Provided text —
--- START ---
Nantes Cultures Collection: the microphytobenthos biodiversity, the “secret garden” for new biotechnology resourcesVona Méléder1, Eva Cointet1, Gaetane Wielgosz-Collin1, Alexandra Petit1, Olivier Goncalvez2 and Jean-Luc Mouget3.

1 Université de Nantes, Laboratoire Mer Molécules Santé, EA 21 60, BP 92208, 44322 Nantes, France

2 Université de Nantes, GEPEA, UMR CNRS-6144, Bât.CRTT, 37 Boulevard de l’Université, BP406, 44602 Saint-Nazaire Cedex, France

3 Le Mans Université, Laboratoire Mer Molécules Santé, EA 21 60, Avenue Olivier Messiaen, 72085 Le Mans, France


Estuaries and coastal areas are amongst the most productive marine ecosystems on earth mainly due to microscopic algae that inhabit intertidal sediments, the microphytobenthos, forming at the sediment surface dense biofilms. Since the past decade, its key roles in the ecosystem functioning started to be studied: ecology, biology and physiology. But the assessment of useful metabolites remains little known. Microphytobenthos diversity remains a ‘secret garden’ with a powerful potential in biotechnology.

The Nantes Cultures Collection (NCC), is dedicated to the preservation, storage and assessment of benthic diatoms. With more than 100 strains, including ‘blue diatoms’, the NCC is a real conservatory of microphytobenthos diversity. To determine lipid profiles of the NCC strains and supply new and original strains for biotechnology, an integrated screening approach based on FTIR spectroscopy has been developed. Five strains were found to present total lipid rate up to 15% DW: Amphora sp. NCC169, Nitzschia sp. NCC109, Nitzschia alexandrina NCC33, Opephora sp. NCC366 and Staurosira sp. NCC182. Two of them, Nitzschia alexandrina NCC33 and Staurosira sp. NCC182, as well Entomoneis paludosa NCC18.2 have been grown under different conditions of light and nitrogen concentration with photosynthetic performance and macromolecular content survey. Results suggest that under high light and nitrogen limitation, photosynthetic machinery is negatively impacted, and cells accumulate lipids and/or carbohydrates. However, lipids of interest as PUFA, ARA and EPA decreased. Culture conditions to optimize production of such as fatty acids for these three original benthic diatom strains leads to an adequacy between economical and ecophysiological constraints: low light and no nitrogen limitation.
--- END ---
Dataset content —
--- START ---
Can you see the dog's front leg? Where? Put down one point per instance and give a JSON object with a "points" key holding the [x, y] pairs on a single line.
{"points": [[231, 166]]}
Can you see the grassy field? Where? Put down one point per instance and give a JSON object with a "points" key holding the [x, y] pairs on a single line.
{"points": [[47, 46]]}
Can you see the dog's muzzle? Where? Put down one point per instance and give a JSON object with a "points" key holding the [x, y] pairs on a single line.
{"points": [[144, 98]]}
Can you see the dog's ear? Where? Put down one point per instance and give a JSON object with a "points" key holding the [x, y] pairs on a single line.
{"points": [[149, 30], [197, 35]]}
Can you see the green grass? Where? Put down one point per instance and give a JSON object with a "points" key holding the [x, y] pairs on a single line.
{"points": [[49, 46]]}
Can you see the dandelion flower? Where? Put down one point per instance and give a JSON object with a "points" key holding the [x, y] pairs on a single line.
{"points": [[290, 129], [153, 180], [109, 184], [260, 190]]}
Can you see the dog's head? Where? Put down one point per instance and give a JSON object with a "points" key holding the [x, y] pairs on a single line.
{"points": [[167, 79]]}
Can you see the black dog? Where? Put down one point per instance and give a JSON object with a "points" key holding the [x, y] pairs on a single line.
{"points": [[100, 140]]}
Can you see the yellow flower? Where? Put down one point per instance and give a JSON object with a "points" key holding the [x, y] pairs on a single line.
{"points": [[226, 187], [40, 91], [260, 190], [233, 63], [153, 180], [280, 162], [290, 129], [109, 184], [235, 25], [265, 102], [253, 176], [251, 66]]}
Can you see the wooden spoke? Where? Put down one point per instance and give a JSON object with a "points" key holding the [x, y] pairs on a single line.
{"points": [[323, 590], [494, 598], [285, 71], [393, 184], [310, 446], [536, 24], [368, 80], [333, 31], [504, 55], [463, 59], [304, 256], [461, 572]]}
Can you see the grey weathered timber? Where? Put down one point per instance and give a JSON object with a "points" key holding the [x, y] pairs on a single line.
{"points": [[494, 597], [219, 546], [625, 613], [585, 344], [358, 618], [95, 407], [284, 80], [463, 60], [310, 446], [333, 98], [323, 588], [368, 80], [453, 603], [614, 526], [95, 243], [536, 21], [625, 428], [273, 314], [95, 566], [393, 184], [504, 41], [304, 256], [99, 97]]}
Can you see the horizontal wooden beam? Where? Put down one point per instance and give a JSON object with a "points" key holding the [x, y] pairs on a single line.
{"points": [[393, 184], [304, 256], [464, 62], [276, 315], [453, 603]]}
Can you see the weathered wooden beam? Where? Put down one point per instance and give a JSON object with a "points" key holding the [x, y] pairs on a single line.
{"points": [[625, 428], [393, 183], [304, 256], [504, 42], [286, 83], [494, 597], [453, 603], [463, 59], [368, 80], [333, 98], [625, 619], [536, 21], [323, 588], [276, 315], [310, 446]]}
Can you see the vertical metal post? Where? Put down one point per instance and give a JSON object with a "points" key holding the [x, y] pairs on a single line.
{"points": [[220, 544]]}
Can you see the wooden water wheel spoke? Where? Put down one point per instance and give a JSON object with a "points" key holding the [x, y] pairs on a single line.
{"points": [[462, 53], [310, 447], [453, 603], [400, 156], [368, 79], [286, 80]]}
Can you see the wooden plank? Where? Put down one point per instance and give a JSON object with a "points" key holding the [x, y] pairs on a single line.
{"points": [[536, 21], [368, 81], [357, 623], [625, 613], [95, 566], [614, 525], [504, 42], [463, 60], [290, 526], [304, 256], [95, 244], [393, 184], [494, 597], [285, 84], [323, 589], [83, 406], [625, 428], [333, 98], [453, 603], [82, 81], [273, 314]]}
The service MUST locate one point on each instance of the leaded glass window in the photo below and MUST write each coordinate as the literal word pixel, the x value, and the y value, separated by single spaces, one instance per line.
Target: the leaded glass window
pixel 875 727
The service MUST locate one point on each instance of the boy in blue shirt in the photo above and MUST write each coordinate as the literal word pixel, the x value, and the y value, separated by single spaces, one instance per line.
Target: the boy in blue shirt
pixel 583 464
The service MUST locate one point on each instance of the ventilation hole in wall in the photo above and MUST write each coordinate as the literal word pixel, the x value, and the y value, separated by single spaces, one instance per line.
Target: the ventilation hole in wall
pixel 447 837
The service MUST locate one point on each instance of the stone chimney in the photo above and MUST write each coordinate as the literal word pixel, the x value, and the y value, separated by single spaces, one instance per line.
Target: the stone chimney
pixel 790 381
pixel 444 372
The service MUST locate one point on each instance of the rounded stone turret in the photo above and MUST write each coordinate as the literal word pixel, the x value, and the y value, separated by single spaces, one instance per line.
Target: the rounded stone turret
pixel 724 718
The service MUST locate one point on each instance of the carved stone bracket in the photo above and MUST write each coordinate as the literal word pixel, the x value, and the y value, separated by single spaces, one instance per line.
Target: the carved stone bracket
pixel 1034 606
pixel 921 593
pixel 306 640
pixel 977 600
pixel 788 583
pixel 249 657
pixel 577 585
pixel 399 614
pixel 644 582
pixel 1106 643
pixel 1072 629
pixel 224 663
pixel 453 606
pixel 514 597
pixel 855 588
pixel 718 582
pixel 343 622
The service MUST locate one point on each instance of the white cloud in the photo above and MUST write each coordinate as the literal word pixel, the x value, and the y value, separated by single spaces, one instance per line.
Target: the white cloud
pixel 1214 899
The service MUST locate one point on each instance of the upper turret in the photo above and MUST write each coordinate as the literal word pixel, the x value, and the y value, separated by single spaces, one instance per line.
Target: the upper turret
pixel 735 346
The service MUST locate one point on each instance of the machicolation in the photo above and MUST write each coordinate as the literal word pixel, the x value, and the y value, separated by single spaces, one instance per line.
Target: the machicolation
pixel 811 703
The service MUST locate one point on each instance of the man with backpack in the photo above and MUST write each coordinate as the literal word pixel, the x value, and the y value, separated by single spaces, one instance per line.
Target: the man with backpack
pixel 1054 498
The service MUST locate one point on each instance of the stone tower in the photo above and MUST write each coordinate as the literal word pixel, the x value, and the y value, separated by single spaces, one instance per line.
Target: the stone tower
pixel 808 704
--- END ---
Task to carry out —
Transcribe the Nantes Cultures Collection abstract in full, keeping every word, author name, affiliation and figure unchanged. The material has no connection to the Nantes Cultures Collection abstract.

Answer to this exercise —
Nantes Cultures Collection: the microphytobenthos biodiversity, the “secret garden” for new biotechnology resourcesVona Méléder1, Eva Cointet1, Gaetane Wielgosz-Collin1, Alexandra Petit1, Olivier Goncalvez2 and Jean-Luc Mouget3.

1 Université de Nantes, Laboratoire Mer Molécules Santé, EA 21 60, BP 92208, 44322 Nantes, France

2 Université de Nantes, GEPEA, UMR CNRS-6144, Bât.CRTT, 37 Boulevard de l’Université, BP406, 44602 Saint-Nazaire Cedex, France

3 Le Mans Université, Laboratoire Mer Molécules Santé, EA 21 60, Avenue Olivier Messiaen, 72085 Le Mans, France


Estuaries and coastal areas are amongst the most productive marine ecosystems on earth mainly due to microscopic algae that inhabit intertidal sediments, the microphytobenthos, forming at the sediment surface dense biofilms. Since the past decade, its key roles in the ecosystem functioning started to be studied: ecology, biology and physiology. But the assessment of useful metabolites remains little known. Microphytobenthos diversity remains a ‘secret garden’ with a powerful potential in biotechnology.

The Nantes Cultures Collection (NCC), is dedicated to the preservation, storage and assessment of benthic diatoms. With more than 100 strains, including ‘blue diatoms’, the NCC is a real conservatory of microphytobenthos diversity. To determine lipid profiles of the NCC strains and supply new and original strains for biotechnology, an integrated screening approach based on FTIR spectroscopy has been developed. Five strains were found to present total lipid rate up to 15% DW: Amphora sp. NCC169, Nitzschia sp. NCC109, Nitzschia alexandrina NCC33, Opephora sp. NCC366 and Staurosira sp. NCC182. Two of them, Nitzschia alexandrina NCC33 and Staurosira sp. NCC182, as well Entomoneis paludosa NCC18.2 have been grown under different conditions of light and nitrogen concentration with photosynthetic performance and macromolecular content survey. Results suggest that under high light and nitrogen limitation, photosynthetic machinery is negatively impacted, and cells accumulate lipids and/or carbohydrates. However, lipids of interest as PUFA, ARA and EPA decreased. Culture conditions to optimize production of such as fatty acids for these three original benthic diatom strains leads to an adequacy between economical and ecophysiological constraints: low light and no nitrogen limitation.